▸ **WHAT YOU HAVE TO DO**
All the data must be output exactly as given.
BEGIN
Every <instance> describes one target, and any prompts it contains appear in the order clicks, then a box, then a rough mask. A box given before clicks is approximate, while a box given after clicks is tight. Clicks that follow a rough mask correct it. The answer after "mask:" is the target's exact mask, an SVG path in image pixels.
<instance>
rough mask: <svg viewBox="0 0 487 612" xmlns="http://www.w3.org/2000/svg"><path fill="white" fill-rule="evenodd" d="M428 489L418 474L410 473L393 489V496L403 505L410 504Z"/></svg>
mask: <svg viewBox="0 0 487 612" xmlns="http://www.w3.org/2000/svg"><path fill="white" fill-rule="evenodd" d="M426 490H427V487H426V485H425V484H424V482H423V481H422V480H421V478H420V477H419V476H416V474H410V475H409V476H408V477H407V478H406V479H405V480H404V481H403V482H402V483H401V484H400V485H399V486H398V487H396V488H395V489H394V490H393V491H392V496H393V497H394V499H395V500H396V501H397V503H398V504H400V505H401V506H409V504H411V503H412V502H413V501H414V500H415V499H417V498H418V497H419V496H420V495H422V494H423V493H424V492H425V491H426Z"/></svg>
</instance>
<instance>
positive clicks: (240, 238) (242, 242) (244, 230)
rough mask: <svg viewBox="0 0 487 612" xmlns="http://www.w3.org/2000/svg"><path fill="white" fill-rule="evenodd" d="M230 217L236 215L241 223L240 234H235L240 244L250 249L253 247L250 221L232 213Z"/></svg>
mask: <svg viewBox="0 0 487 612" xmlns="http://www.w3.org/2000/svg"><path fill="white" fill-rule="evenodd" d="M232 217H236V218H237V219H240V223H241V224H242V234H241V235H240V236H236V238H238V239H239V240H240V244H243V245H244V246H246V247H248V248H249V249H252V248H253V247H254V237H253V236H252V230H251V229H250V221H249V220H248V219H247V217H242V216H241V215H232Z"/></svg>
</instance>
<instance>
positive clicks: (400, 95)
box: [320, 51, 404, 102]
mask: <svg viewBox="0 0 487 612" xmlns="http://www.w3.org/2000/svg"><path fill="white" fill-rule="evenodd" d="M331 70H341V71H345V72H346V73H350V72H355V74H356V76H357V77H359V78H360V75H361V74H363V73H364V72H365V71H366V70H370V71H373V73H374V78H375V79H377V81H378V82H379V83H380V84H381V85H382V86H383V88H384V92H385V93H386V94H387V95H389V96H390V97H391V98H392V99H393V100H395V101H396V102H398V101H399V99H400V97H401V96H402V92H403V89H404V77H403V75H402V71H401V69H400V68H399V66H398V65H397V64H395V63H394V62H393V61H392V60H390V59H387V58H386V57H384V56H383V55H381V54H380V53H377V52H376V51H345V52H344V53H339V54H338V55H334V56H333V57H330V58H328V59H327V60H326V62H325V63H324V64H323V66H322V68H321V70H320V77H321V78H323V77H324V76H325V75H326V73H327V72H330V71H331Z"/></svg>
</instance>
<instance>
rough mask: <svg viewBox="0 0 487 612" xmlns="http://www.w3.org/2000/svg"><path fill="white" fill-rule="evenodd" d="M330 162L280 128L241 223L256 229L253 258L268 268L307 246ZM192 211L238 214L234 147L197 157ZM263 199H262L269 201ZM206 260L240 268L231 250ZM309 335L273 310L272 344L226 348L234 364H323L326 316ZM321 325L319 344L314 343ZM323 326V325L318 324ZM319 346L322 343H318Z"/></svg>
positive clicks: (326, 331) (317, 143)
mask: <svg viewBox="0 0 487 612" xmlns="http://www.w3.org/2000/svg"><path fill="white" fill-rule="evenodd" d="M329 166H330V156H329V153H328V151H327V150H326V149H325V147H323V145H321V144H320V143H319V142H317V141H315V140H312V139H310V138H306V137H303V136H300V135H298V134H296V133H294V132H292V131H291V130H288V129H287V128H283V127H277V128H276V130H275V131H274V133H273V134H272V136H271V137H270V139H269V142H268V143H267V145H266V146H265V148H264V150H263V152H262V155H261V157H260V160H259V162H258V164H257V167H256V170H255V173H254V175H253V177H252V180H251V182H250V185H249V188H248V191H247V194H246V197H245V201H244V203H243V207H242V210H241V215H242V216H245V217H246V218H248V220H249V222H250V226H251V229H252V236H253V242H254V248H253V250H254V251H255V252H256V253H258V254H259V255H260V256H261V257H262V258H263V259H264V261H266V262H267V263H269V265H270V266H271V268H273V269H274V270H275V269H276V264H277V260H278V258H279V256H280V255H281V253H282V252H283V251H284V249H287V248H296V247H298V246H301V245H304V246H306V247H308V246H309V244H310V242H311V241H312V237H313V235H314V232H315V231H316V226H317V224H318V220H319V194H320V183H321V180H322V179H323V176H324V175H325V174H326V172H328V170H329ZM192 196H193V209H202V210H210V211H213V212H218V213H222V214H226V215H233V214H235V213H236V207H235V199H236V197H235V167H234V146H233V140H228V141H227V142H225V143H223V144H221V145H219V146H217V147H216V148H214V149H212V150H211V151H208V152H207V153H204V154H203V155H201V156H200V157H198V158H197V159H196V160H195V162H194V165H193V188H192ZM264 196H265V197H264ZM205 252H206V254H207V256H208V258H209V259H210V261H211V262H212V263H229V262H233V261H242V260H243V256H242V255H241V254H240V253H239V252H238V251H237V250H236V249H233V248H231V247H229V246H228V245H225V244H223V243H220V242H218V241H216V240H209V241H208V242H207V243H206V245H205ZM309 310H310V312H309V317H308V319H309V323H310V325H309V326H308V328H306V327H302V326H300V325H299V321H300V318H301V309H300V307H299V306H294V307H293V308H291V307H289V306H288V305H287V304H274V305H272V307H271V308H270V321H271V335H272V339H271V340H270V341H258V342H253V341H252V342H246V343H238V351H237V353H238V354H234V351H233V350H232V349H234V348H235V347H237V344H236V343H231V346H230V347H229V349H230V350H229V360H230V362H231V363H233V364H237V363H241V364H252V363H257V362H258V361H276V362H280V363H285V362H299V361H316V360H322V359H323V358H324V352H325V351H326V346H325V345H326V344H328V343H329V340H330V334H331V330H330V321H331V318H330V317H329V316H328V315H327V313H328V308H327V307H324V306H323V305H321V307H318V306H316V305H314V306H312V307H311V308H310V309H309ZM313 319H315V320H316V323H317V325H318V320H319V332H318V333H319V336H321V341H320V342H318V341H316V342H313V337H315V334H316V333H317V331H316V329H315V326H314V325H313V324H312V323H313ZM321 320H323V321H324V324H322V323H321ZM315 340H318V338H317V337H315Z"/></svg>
END
▸ **WRITTEN RESPONSE**
Every <instance> describes one target, and any prompts it contains appear in the order clicks, then a box, then a rough mask. A box given before clicks is approximate, while a box given after clicks is tight. Clicks that follow a rough mask correct it. The answer after "mask:" is the target's exact mask, an SVG path in image pixels.
<instance>
rough mask: <svg viewBox="0 0 487 612" xmlns="http://www.w3.org/2000/svg"><path fill="white" fill-rule="evenodd" d="M428 489L418 474L410 473L393 489V496L403 505L410 504Z"/></svg>
mask: <svg viewBox="0 0 487 612" xmlns="http://www.w3.org/2000/svg"><path fill="white" fill-rule="evenodd" d="M426 490H427V487H426V485H425V484H424V482H423V481H422V480H421V478H420V477H419V476H416V474H410V475H409V476H408V477H407V478H406V479H405V480H404V481H403V482H402V483H401V484H400V485H399V486H398V487H396V488H395V489H394V490H393V491H392V496H393V497H394V499H395V500H396V501H397V503H398V504H400V505H401V506H409V504H411V503H412V502H413V501H414V500H415V499H417V498H418V497H419V496H420V495H422V494H423V493H424V492H425V491H426Z"/></svg>
</instance>
<instance>
positive clicks: (240, 238) (242, 242) (244, 230)
rough mask: <svg viewBox="0 0 487 612" xmlns="http://www.w3.org/2000/svg"><path fill="white" fill-rule="evenodd" d="M230 217L236 215L241 223L240 234H235L240 244L250 249L253 247L250 221L232 213Z"/></svg>
mask: <svg viewBox="0 0 487 612" xmlns="http://www.w3.org/2000/svg"><path fill="white" fill-rule="evenodd" d="M232 217H236V218H237V219H240V223H241V224H242V234H241V235H240V236H236V238H238V239H239V240H240V244H243V245H244V246H246V247H248V248H249V249H252V248H253V247H254V237H253V236H252V230H251V229H250V221H249V220H248V219H247V217H242V216H241V215H232Z"/></svg>
</instance>
<instance>
positive clicks: (400, 95)
box: [320, 51, 404, 102]
mask: <svg viewBox="0 0 487 612" xmlns="http://www.w3.org/2000/svg"><path fill="white" fill-rule="evenodd" d="M331 70H341V71H345V72H346V73H350V72H355V74H356V76H357V77H359V78H360V75H361V74H363V73H364V72H365V71H366V70H370V71H373V73H374V78H375V79H377V81H378V82H379V83H380V84H381V85H382V86H383V88H384V92H385V93H386V94H387V95H389V96H390V97H391V98H392V99H393V100H395V101H396V102H398V101H399V99H400V97H401V96H402V92H403V89H404V77H403V75H402V71H401V69H400V68H399V66H398V65H397V64H395V63H394V62H393V61H392V60H390V59H387V58H386V57H384V56H383V55H381V54H380V53H377V52H376V51H345V52H344V53H339V54H338V55H334V56H333V57H330V58H328V59H327V60H326V62H325V63H324V64H323V66H322V68H321V70H320V77H321V78H323V77H324V76H325V75H326V73H327V72H330V71H331Z"/></svg>
</instance>
<instance>
rough mask: <svg viewBox="0 0 487 612" xmlns="http://www.w3.org/2000/svg"><path fill="white" fill-rule="evenodd" d="M330 162L280 128L241 223L256 229L253 258L268 268L307 246ZM192 211L238 214L234 147L197 157ZM263 199H262L269 201ZM206 260L240 268L231 250ZM309 335L273 310L272 344L226 348L234 364H323L326 316ZM321 325L319 344L314 343ZM323 326V325L318 324ZM319 346L322 343H318Z"/></svg>
positive clicks: (326, 331) (317, 143)
mask: <svg viewBox="0 0 487 612" xmlns="http://www.w3.org/2000/svg"><path fill="white" fill-rule="evenodd" d="M329 166H330V156H329V153H328V151H327V150H326V149H325V147H323V145H321V144H320V143H319V142H317V141H315V140H312V139H310V138H306V137H303V136H300V135H298V134H296V133H294V132H292V131H291V130H288V129H287V128H283V127H277V128H276V130H275V131H274V133H273V134H272V136H271V137H270V139H269V142H268V143H267V145H266V146H265V148H264V150H263V152H262V155H261V157H260V160H259V162H258V164H257V167H256V170H255V173H254V175H253V177H252V180H251V182H250V185H249V188H248V191H247V194H246V197H245V201H244V203H243V207H242V210H241V215H242V216H245V217H246V218H248V220H249V222H250V226H251V229H252V236H253V242H254V248H253V250H254V251H255V252H256V253H258V254H259V255H260V256H261V257H262V258H263V259H264V261H266V262H267V263H269V265H270V266H271V268H273V269H274V270H275V269H276V264H277V260H278V258H279V256H280V255H281V253H282V252H283V251H284V249H287V248H296V247H298V246H301V245H304V246H306V247H308V246H309V244H310V242H311V241H312V237H313V235H314V232H315V231H316V226H317V224H318V220H319V194H320V183H321V180H322V179H323V176H324V175H325V174H326V172H328V170H329ZM192 196H193V209H202V210H210V211H213V212H218V213H222V214H226V215H233V214H235V213H236V207H235V199H236V197H235V167H234V146H233V140H228V141H227V142H225V143H223V144H221V145H219V146H217V147H216V148H214V149H212V150H211V151H208V152H207V153H204V154H203V155H201V156H200V157H198V158H197V159H196V160H195V162H194V165H193V188H192ZM264 196H265V197H264ZM205 252H206V254H207V256H208V258H209V259H210V261H211V262H212V263H229V262H233V261H242V260H243V256H242V255H241V254H240V253H239V252H238V251H237V250H236V249H233V248H231V247H229V246H228V245H225V244H223V243H220V242H218V241H216V240H209V241H208V242H207V243H206V245H205ZM309 310H310V312H309V317H308V319H309V323H310V325H309V326H308V328H306V327H302V326H300V325H299V321H300V318H301V309H300V307H299V306H294V307H293V308H291V307H289V306H288V305H287V304H274V305H272V307H271V308H270V321H271V335H272V339H271V340H270V341H258V342H253V341H252V342H246V343H238V351H237V353H238V354H234V351H233V350H232V349H234V348H235V347H237V344H236V343H231V346H230V347H229V349H230V350H229V360H230V362H231V363H233V364H237V363H241V364H252V363H257V362H258V361H276V362H280V363H285V362H299V361H316V360H322V359H323V358H324V352H325V351H326V346H325V345H326V344H328V343H329V340H330V334H331V330H330V321H331V318H330V317H329V316H328V315H327V313H328V308H327V307H324V306H323V305H321V307H318V306H316V305H314V306H312V307H311V308H310V309H309ZM313 319H315V320H316V323H317V325H318V320H319V332H318V333H319V336H321V341H320V342H318V341H316V342H313V337H315V334H316V333H317V331H316V329H315V326H314V325H313V324H312V323H313ZM321 320H323V321H324V324H322V323H321ZM315 340H318V338H317V337H315Z"/></svg>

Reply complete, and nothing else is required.